Exercise passage:
Larger hospitals are choosing EHRs that enable them to meet Meaningful Use requirements--and they aren't willing to wait for vendors to catch up, according to a new report from KLAS Research.
The study, across 1,470 American and 151 Canadian hospitals of 200 beds or more, reported that although sales have slowed now that many hospitals have implemented EHR systems, they still "moved at a fairly good clip" as some hospitals entered the market and others opted to change vendors.
EPIC and Cerner moved into first and second place for EHR market share, grabbing more than 80 percent of new hospital contracts. Allscripts, McKesson and Siemens are all vendors in "flux." MEDITECH, GE and Quadramed are losing ground.
"Many providers who might normally be patient with their vendors feel they can't afford to wait," said report author Colin Buckley. "They want an integrated platform with stable Meaningful Use functionality that their physicians won't fight them over. Additionally, Meaningful Use deadlines are forcing some providers back to the market sooner than expected."
The study also revealed, among other things:
- MEDITECH, Epic, and Cerner are the most successful with Meaningful Use attestation.
- Epic was first and Cerner second in clinician satisfaction.
- Epic, Cerner and Siemens customers report steady performance in implementation. McKesson and MEDITECH have seen implementation quality slip.
- Few Allscripts clients attested in 2011.
Vendors have long been seen as having significant power and leverage compared to their hospital clients. This may be shifting somewhat as hospitals move into Stage 2 of Meaningful Use and will need to rely even further on their EHR systems.

Entries shown:
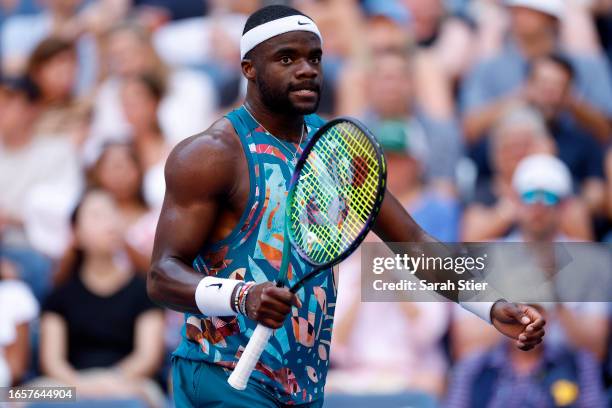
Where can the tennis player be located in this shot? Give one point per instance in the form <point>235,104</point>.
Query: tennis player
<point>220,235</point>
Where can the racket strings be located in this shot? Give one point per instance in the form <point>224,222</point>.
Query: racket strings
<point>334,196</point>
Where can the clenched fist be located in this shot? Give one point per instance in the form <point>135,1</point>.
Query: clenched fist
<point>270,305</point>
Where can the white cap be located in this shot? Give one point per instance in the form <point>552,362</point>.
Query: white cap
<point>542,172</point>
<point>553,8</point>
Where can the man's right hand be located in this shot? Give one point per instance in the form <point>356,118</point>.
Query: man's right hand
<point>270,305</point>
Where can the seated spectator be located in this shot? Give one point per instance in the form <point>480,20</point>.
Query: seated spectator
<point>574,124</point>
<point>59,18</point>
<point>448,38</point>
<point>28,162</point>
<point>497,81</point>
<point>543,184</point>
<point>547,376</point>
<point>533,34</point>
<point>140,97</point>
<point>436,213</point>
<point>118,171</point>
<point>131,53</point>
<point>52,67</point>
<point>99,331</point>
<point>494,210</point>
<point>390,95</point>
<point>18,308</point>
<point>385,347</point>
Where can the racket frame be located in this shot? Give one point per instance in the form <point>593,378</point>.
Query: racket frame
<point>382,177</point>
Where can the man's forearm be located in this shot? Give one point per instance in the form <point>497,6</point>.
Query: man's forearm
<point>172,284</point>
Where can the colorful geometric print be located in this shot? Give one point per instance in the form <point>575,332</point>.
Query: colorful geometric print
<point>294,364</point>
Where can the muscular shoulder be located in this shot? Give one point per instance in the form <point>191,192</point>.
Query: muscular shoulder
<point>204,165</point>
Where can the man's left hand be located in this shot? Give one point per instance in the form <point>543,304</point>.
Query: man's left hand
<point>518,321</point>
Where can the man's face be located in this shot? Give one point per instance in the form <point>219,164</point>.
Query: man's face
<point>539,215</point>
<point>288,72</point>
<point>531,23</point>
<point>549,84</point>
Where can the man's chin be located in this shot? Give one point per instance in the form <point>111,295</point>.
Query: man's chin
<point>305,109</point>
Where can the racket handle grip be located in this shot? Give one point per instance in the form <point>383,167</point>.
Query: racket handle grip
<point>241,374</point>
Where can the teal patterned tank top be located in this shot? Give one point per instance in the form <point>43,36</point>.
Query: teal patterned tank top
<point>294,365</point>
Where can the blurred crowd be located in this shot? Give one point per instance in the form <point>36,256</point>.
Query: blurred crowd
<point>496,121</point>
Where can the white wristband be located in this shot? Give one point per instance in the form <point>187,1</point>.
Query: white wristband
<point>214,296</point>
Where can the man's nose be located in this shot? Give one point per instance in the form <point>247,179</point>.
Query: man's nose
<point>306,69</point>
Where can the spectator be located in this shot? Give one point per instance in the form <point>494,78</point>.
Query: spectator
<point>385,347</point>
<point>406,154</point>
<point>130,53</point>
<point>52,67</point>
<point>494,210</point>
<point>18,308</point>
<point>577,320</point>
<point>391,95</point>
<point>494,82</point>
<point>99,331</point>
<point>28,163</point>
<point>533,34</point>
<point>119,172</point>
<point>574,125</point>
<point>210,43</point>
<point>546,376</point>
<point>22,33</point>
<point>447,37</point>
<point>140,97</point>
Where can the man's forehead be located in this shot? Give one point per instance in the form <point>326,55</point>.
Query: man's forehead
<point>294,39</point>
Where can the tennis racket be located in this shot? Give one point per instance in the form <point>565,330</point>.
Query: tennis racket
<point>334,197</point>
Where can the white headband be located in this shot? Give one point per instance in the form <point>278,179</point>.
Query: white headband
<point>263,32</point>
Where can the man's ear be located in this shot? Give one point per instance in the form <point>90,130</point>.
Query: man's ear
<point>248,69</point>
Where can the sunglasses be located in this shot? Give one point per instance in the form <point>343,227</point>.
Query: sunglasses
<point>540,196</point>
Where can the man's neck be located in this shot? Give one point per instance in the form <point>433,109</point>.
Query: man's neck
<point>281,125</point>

Problem to solve: From the article on hospital EHR choices, copy word for word the passage that opens with "The study also" and closes with "in clinician satisfaction.".

Task response:
The study also revealed, among other things:
- MEDITECH, Epic, and Cerner are the most successful with Meaningful Use attestation.
- Epic was first and Cerner second in clinician satisfaction.